→ **GIVEN TASK A**
Answer each question using the guitar pick interview.
(i) Which Queen member's pick does the collector already own?
(ii) Where and on what date is the Pick-Hunters Ball scheduled to be held?
(iii) How many more photos of picks will the next book have than the first one?

^^^^^^^^

HR – What do you think of the plectrums of the modern day compared to the ones from the Golden Era and pre-Golden Era? Do you think there’s something missing, or is the plectrum moving forward?
BB – I’ve always loved the old and unique stuff, whether it’s an artist pick from the 70s or a pre-D’Andrea pick from 100 years ago. If it’s rare, I like it. If it’s also cool in appearance and unique, I love it. Newer picks are so mass-produced and easier to fake. Newer picks are cool in that you can get anything you want on a pick, these days, and on a wider variety of material. But, I’ll take a vintage pick every time.
HR – What are the picks still on your wish list?
BB – Like most collectors, I like to complete sets or groupings of picks. Right now, I’m missing a small black on white teardrop DAVID GILMOUR / PINK FLOYD pick, as well as a black on white SLASH / GUNS N’ ROSES pick in block print. Each would complete that part of my collection. I’d also love a Brian May pick with the Guild logo on the back to go with my John Deacon pick, also from Queen.
HR – What advice would you give anyone looking to enter this world?
BB – Talk to other collectors … face to face, if possible! Trading and talking picks is so much more enjoyable in person. Also, join the various pick collecting groups on Facebook. There are so many great groups that will help you out in you with your collecting; Vintage Guitar Picks, Picknet, Guitar Pick Maniacs, Guitar Pick Fakes and Scammers and many more! It’s the best way to educate yourself and meet other collectors like you.
HR – Is there anything else you’d like to share?
BB – I would like to invite everyone to Pick-Hunters Ball, which is a pick collectors convention scheduled to be held in Newport Beach California on August 22nd. Jon Elliott is hosting this event and I’ll be there along with Brandon Molale, Steve Rosen, Jeff White, Coupe Devillez, Scott Roderick, Drew Griffin, Joel Ellis and many other long-time collectors. There will be door prizes, food, raffles and, with this group, a whole lot of fun, for sure! At the convention, you’ll also get to see a rough draft of my next book “Guitar Picks of Rock & Roll 2 – The Deluxe Edition”, which will have 3000+ more photos of picks than the first book. I’m so excited about this event. I hope to see you all there, if you can make it.
HR – Brian, thank you for talking to me – it’s been fantastic.
BB – This has been fun! Thanks so much for having me.

^^^^^^^^

→ **GIVEN TASK B**
Reproduce the records from the line containing "Note: mark the destination" through the end of the records, both included, keeping every line unchanged.

^^^^^^^^

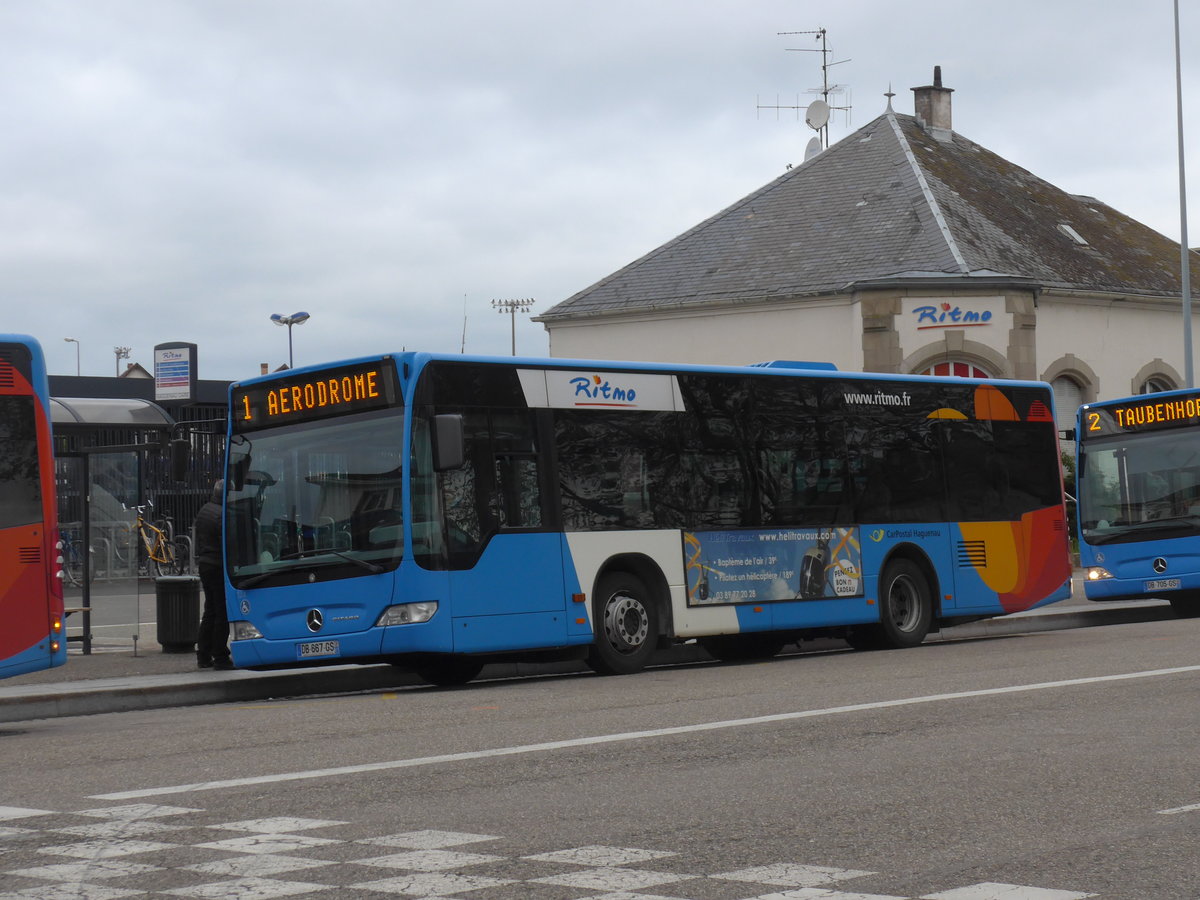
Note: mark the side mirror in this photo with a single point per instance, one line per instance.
(449, 447)
(180, 457)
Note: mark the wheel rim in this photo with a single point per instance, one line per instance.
(625, 623)
(904, 600)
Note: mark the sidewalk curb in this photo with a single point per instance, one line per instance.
(131, 694)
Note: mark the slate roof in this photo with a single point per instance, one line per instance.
(892, 202)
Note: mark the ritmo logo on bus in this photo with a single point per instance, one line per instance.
(600, 391)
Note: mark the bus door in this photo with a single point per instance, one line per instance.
(507, 570)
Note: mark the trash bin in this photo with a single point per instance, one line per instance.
(178, 601)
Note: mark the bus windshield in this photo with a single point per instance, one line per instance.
(319, 499)
(1140, 486)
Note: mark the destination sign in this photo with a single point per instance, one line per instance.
(316, 395)
(1150, 413)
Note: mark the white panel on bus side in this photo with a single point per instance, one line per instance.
(592, 550)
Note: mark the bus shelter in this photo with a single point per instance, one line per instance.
(111, 461)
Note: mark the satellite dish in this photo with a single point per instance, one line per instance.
(817, 114)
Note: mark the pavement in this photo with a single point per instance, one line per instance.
(123, 675)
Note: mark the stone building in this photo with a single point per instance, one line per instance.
(905, 247)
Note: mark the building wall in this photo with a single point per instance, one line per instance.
(1110, 346)
(820, 331)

^^^^^^^^

→ **FINAL RESULT A**
(i) John Deacon
(ii) Newport Beach, California, on August 22nd
(iii) 3000+ more photos

→ **FINAL RESULT B**
Note: mark the destination sign in this photo with a single point per instance, one line per instance.
(316, 395)
(1150, 413)
Note: mark the white panel on bus side in this photo with a single point per instance, one line per instance.
(592, 550)
Note: mark the bus shelter in this photo with a single point per instance, one line per instance.
(111, 461)
Note: mark the satellite dish in this photo with a single point per instance, one line per instance.
(817, 114)
Note: mark the pavement in this photo with a single point per instance, one line per instance.
(123, 675)
Note: mark the stone building in this photo with a single point per instance, one line per instance.
(905, 247)
Note: mark the building wall in this photo with a single point per instance, one line per instance.
(1110, 346)
(820, 331)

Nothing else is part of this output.